Text shown:
================================

[Air-L] WSJ

Anders Sundnes Løvlie a.s.lovlie at media.uio.no
Wed Dec 19 02:42:51 PST 2007


Cheers everyone, I hereby de-lurk.

I think this discussion is interesting, because this conflicted 
relationship between academia and the press is something I’ve personally 
experienced from both sides: As a journalist trying desperately to get 
scholars to speak in a manner which could be communicated to a general, 
non-academic public, and as an academic opening the newspaper and 
finding myself quoted saying exactly the opposite of what I thought I 
had said. Needless to say, both experiences are extremely frustrating.

Personally I thought the Post article was quite good, compared to most 
newspaper stories. Frankly I think academics should be happy whenever 
the general public takes an interest in our work, rather than complain 
about reporters’ lack of scientific accuracy. Scholarly precision and 
comprehensive elaboration is good for a lot of things, but not 
necessarily for reaching out to a wider public at their breakfast tables.

================================

Directive 1:
Return each line of the records below that contains the word "with". Treat case as significant.

Provided entries:
================================

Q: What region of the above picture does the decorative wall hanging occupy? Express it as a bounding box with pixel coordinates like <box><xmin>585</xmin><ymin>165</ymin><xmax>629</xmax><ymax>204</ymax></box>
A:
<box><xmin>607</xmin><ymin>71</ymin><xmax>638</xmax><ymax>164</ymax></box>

================================

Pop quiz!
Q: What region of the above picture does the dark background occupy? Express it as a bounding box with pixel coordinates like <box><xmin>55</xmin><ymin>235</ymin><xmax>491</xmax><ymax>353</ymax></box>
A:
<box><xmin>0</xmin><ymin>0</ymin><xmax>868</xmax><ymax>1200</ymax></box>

================================

Directive 2:
Answer these questions using the post above about academia and the press:
(a) Which article does the writer call quite good compared to most newspaper stories?
(b) In which two roles has the writer experienced the relationship between academia and the press?
(c) According to the writer, when should academics be happy?

Complete answer 1:
Q: What region of the above picture does the decorative wall hanging occupy? Express it as a bounding box with pixel coordinates like <box><xmin>585</xmin><ymin>165</ymin><xmax>629</xmax><ymax>204</ymax></box>
Q: What region of the above picture does the dark background occupy? Express it as a bounding box with pixel coordinates like <box><xmin>55</xmin><ymin>235</ymin><xmax>491</xmax><ymax>353</ymax></box>

Complete answer 2:
(a) The Post article.
(b) As a journalist and as an academic.
(c) Whenever the general public takes an interest in their work.